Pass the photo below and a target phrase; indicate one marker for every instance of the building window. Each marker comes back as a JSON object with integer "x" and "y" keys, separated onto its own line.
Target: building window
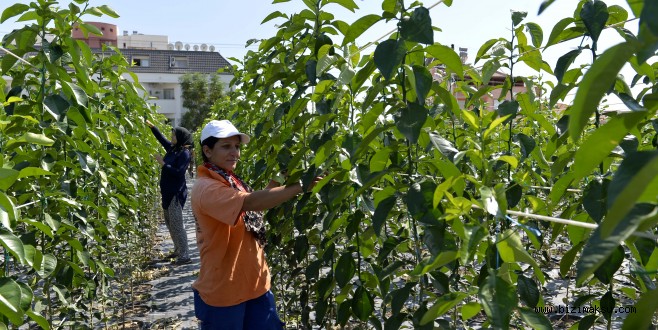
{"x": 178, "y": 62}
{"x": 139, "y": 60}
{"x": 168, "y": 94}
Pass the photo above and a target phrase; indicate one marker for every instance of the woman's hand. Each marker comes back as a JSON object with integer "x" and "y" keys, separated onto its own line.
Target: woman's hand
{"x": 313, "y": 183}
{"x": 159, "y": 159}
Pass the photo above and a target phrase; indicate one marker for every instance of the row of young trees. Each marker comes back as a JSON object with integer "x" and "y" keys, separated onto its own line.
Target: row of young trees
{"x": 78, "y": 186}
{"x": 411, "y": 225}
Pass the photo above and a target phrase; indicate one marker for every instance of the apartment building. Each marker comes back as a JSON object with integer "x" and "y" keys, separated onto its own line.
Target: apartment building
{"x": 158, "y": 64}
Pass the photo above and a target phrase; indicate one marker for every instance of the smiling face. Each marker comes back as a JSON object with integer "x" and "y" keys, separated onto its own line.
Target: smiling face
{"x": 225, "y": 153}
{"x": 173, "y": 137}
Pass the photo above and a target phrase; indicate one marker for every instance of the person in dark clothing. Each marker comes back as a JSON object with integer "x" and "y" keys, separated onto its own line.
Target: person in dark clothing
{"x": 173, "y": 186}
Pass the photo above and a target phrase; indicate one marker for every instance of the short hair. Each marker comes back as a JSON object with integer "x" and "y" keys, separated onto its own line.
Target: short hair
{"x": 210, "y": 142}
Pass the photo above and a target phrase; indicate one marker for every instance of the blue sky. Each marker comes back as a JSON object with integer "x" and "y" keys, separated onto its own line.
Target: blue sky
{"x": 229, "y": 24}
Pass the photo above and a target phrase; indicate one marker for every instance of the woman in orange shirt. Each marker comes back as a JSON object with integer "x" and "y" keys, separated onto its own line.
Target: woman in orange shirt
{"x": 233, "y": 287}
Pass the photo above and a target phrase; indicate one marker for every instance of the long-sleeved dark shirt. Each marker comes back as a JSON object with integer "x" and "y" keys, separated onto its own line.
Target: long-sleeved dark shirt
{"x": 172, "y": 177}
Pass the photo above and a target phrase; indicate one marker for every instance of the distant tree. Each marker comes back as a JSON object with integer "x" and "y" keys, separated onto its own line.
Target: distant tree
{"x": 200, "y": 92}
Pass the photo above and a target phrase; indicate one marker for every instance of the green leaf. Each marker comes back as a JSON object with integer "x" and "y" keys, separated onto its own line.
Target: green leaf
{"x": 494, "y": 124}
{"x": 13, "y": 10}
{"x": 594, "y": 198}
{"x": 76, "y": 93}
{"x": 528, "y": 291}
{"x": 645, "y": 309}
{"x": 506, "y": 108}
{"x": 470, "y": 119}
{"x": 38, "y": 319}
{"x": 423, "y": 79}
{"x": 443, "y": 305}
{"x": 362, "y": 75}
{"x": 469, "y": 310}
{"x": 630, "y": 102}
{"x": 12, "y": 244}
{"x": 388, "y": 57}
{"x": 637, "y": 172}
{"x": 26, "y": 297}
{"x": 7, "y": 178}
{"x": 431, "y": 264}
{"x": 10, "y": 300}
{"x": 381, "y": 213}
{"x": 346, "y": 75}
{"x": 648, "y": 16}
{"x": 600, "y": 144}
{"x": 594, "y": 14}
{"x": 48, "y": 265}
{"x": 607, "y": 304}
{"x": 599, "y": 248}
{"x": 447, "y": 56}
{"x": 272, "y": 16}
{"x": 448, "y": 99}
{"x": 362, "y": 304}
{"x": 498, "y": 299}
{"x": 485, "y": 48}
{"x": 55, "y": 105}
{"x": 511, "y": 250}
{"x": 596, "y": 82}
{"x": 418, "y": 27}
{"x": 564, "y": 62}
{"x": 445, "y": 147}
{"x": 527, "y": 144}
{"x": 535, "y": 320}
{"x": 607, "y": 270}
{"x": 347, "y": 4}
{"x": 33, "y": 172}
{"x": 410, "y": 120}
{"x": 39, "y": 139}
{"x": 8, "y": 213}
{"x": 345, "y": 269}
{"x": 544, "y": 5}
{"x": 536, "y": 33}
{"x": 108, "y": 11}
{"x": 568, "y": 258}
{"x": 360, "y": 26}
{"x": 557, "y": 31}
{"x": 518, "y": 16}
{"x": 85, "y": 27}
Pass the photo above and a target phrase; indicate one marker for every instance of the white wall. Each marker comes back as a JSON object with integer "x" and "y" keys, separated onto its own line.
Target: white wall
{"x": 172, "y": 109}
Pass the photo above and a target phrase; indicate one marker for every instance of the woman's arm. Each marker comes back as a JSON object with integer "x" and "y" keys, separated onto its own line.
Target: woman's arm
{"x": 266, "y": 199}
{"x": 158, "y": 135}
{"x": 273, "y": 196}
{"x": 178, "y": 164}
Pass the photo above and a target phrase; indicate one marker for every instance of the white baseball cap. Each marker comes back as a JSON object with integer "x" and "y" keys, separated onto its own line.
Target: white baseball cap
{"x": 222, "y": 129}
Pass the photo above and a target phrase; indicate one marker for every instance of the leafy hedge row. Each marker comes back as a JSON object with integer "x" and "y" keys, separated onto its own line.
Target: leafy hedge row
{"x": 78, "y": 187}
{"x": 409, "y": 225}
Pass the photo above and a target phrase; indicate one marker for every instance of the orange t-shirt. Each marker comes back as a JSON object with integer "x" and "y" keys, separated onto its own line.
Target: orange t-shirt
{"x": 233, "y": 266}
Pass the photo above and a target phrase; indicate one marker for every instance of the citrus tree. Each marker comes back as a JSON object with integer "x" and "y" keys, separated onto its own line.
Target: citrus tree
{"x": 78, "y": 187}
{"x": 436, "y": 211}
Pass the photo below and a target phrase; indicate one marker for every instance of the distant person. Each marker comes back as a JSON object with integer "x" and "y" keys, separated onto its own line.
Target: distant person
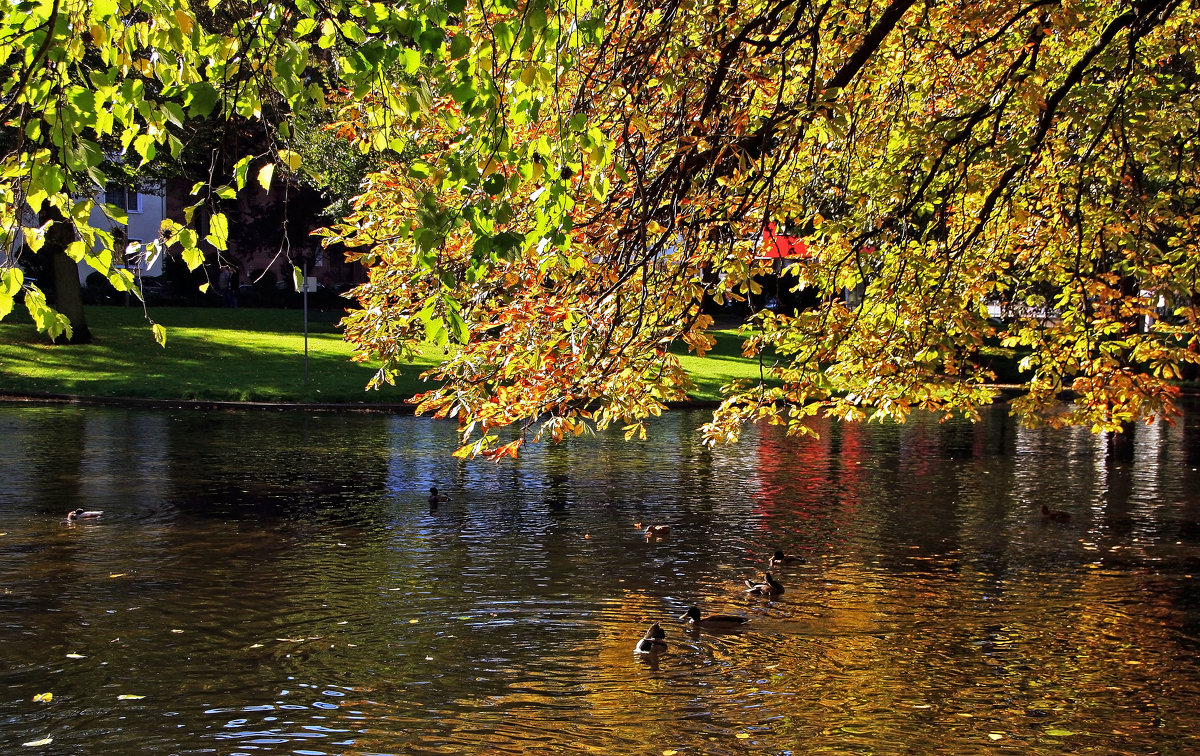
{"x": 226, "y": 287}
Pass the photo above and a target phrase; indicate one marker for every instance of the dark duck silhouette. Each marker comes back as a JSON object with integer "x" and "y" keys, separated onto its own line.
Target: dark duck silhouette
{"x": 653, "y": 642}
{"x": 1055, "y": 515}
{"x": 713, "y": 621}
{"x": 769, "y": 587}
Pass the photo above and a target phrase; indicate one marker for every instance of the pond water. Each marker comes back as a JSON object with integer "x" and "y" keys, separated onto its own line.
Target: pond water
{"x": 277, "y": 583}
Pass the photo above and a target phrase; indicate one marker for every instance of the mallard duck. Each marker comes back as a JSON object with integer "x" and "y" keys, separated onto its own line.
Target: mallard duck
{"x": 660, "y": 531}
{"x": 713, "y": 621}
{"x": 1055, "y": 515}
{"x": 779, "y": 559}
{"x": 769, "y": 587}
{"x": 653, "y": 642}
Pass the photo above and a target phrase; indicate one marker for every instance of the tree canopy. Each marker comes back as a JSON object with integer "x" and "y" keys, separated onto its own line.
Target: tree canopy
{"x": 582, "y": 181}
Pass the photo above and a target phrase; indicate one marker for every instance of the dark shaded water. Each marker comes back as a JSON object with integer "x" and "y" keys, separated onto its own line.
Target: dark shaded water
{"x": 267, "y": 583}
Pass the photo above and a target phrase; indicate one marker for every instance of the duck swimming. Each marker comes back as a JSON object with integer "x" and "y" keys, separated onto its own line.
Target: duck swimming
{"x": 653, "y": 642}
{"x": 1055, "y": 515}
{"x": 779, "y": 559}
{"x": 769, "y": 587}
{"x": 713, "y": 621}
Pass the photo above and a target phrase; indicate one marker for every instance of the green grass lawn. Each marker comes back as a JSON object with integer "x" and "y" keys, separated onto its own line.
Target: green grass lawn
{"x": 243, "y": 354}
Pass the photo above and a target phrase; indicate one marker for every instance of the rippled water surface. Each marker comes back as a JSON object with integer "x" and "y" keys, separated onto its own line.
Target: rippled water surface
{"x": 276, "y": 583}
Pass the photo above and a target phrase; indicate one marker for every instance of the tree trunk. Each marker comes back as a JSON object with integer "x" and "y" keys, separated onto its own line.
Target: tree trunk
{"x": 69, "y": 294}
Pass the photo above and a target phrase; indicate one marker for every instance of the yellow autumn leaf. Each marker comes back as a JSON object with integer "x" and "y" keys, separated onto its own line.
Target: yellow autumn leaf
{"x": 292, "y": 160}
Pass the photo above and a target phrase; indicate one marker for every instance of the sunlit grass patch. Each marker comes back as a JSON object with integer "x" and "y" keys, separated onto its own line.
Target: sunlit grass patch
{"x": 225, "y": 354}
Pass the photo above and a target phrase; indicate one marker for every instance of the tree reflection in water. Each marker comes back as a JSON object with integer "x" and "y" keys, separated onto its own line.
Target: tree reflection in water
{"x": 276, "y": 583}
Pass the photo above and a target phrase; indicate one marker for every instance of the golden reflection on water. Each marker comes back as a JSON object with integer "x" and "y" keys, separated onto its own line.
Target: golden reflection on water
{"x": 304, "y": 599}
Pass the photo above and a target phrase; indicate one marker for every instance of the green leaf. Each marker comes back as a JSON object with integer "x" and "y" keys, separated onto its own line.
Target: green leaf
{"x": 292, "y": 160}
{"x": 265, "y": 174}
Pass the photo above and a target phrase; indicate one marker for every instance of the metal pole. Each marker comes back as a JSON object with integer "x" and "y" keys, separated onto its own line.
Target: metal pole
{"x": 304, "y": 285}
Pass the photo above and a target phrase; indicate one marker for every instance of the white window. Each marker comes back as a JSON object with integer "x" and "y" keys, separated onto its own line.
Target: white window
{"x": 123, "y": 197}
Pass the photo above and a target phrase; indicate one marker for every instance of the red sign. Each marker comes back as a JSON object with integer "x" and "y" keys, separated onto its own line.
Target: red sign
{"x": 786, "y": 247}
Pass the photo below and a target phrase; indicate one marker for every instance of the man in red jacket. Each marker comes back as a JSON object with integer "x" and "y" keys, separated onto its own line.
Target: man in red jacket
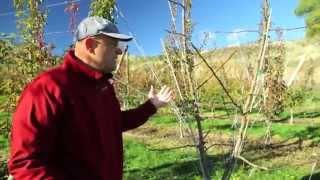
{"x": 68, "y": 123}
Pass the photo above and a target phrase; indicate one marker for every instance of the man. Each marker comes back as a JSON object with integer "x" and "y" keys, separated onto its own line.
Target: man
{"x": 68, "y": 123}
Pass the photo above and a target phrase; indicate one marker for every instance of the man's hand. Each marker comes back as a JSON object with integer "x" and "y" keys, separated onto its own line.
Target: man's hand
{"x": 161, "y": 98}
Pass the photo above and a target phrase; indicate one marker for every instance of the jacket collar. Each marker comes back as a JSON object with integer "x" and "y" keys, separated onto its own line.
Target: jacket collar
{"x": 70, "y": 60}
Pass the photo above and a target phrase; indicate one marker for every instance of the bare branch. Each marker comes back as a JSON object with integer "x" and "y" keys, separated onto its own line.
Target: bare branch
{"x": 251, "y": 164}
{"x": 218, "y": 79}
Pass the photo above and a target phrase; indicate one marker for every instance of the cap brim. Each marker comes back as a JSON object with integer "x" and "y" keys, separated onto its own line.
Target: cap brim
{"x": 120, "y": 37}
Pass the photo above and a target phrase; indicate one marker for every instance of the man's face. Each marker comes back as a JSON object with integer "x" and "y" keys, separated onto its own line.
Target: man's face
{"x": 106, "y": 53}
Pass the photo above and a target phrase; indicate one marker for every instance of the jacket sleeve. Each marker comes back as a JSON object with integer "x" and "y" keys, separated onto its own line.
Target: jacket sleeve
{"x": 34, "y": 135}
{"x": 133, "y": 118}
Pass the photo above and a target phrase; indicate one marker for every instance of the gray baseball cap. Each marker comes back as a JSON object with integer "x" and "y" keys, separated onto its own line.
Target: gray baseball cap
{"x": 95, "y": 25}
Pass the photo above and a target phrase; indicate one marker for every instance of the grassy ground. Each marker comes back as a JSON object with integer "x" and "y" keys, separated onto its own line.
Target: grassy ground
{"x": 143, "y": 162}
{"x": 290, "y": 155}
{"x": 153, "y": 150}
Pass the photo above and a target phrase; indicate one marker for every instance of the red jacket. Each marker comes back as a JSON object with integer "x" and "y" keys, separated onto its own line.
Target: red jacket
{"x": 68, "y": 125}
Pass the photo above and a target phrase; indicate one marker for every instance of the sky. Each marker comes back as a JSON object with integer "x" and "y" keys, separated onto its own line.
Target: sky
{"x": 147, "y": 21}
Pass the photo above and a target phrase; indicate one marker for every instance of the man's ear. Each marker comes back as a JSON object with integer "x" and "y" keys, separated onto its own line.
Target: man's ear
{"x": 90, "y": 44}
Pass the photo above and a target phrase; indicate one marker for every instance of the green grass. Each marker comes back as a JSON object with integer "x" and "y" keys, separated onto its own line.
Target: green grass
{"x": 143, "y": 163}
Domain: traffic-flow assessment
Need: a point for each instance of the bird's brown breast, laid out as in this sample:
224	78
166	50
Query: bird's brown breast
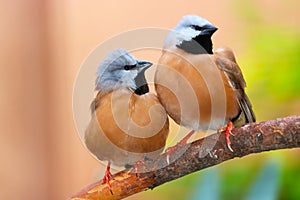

What the task requires:
Look through the records for the word "below". Every line that has it should be copied.

Result for this exercise:
Pass the photo below and a target phrase; indicate one marker for every instance of the building window. Each marker comes back as a JSON object with integer "x" and "y" keys, separated onto its own line.
Pass the photo below and a target phrase; indicate one marker for every instance of the distant person. Each marker comes back as a JSON object with integer "x" and "y" keys, separated onto its own line.
Pass the photo below and a target phrase; indicate one marker for every instance of the man in red jacket. Each marker comes back as a JSON object with integer "x" and "y" keys, separated onto its own line.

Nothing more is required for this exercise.